▶ [Required task 1]:
In the article on the UK trade gap, how much did exports of goods fall in January?
▶ [Required task 2]:
Name every person quoted in the article on the UK trade gap.

▶ [Source excerpt]:
Hopes that the cheaper pound will power the UK to an export-led economic renaissance suffered a blow with news that the trade gap widened sharply in January.

With sterling around 25% weaker than before the credit crunch, economists have been expecting demand for cut-price British goods to increase, helping to offset some of the pain from the clapped out banking sector and weak consumer spending.

But official figures released today showed that instead of benefiting from the weakness of the currency, exports of goods fell in January by £1.4bn, or almost 7%: the worst monthly decline in exports since July 2006. With imports falling much less sharply, the deficit widened by £1bn, to £8bn.

Including services, on which the UK runs a surplus with the rest of the world, the deficit still widened, to £3.8bn from £2.6bn in December – the biggest gap since August 2008.

The news sent sterling lurching downwards again on the foreign exchanges slipping below $1.50 against the dollar to hit its lowest level in a week.

Some analysts suggested the freezing conditions at the start of the year may have distorted the figures. “Extremely bad weather affecting transportation of goods are likely to have contributed to a worsening in the trade balance,” said Hetal Mehta, of forecasting group the Ernst and Young Item Club.

However, Liberal Democrat Treasury spokesman Vince Cable said the news was “deeply alarming.”

“These figures suggest that the long term decline and neglect of British manufacturing has taken its toll and that an awful lot more needs to be done to rebalance the economy to make it more competitive,” he said.

Economists agreed that there is so far little evidence that the decline in the pound is helping the UK to compete. Colin Ellis, of Daiwa Capital Markets, said, “there is still no sign of the UK transforming into an export-led economy any time soon… in terms of GDP during 2010, it is increasingly looking like net trade may not provide that much impetus to growth after all.”

Separately, the British Chambers of Commerce (BCC) warned that a shortage of finance for exports was preventing many small firms from accessing overseas markets, and urged the chancellor to address the issue at his forthcoming Budget, expected later this month.

“If the government is serious about encouraging British exports as a driver of employment, economic growth and prosperity, it must resolve blockages in the finance that underpins UK global trade,” said the BCC’s director-general, David Frost.

The BCC estimates that 90% of all world exports are dependent on some form of trade finance – insuring a company selling goods abroad against a payment failing to materialise, for example. A survey of its members in the Manchester area showed that many had lost out on business because of lack of trade finance – often to firms based in countries which provide stronger taxpayer-backed schemes.

“Our exporters need to be able to compete more effectively with rivals on the Continent and further afield, who are currently better supported during difficult economic environments or in riskier foreign markets,” Frost said.

▶ [Entries provided]:
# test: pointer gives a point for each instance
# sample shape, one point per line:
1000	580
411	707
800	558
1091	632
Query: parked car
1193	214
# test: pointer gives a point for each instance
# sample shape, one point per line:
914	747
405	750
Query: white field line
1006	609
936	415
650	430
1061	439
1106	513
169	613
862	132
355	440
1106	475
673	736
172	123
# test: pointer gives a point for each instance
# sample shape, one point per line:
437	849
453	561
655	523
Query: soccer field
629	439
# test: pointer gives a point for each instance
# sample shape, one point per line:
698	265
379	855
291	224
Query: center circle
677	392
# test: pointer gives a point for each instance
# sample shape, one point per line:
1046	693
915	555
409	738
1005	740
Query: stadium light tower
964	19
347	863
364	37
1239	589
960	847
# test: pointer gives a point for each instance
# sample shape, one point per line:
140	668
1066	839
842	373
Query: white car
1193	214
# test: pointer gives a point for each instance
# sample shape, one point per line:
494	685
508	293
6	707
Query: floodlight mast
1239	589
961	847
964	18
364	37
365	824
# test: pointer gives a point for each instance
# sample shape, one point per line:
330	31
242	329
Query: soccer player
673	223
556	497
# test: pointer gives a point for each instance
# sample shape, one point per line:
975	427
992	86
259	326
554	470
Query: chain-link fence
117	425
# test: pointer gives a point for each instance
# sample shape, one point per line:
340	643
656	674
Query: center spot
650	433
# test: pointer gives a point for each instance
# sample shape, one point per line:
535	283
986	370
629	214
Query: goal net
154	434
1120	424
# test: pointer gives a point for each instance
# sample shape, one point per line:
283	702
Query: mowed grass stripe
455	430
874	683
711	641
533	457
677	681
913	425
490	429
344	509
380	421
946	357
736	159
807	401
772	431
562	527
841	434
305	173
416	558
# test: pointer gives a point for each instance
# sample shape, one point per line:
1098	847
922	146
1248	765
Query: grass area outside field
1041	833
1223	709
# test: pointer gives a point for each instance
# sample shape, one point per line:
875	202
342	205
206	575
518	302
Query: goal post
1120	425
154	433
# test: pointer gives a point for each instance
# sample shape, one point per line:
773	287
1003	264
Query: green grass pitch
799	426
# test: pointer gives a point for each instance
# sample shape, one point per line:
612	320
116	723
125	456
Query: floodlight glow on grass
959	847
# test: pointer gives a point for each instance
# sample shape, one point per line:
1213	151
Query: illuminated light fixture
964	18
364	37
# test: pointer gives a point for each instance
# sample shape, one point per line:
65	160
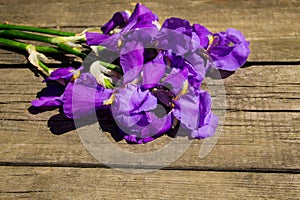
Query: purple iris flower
229	50
64	75
84	96
203	34
119	19
141	18
134	112
52	95
193	109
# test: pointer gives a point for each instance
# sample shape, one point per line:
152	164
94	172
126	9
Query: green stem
42	65
36	29
29	36
68	49
26	36
22	46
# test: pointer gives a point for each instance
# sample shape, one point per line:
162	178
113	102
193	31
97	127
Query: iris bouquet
148	76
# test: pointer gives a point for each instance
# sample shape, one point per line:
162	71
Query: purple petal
203	33
153	71
84	97
119	19
131	60
230	50
206	130
93	38
47	102
175	80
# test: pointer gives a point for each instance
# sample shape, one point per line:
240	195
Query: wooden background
256	156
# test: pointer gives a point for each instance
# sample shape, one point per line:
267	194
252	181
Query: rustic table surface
256	156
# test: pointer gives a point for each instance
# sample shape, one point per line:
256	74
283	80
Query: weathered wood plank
254	88
95	183
251	139
272	26
248	141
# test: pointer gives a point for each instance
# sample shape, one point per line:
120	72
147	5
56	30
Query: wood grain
256	156
94	183
272	27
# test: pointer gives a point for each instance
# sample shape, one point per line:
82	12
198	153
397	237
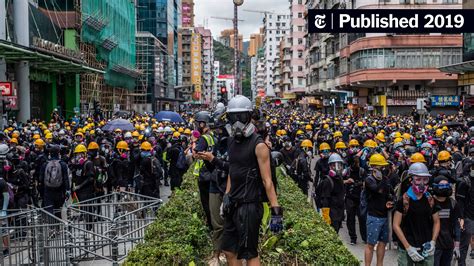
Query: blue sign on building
441	101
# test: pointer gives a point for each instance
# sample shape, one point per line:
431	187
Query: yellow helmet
80	149
380	137
324	146
307	143
370	144
406	136
377	159
341	145
146	146
397	140
122	145
353	142
39	142
417	158
444	156
439	132
93	146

▶ [Exercise response 1]:
They fell by £1.4bn, or almost 7%.

▶ [Exercise response 2]:
Hetal Mehta, Vince Cable, Colin Ellis, David Frost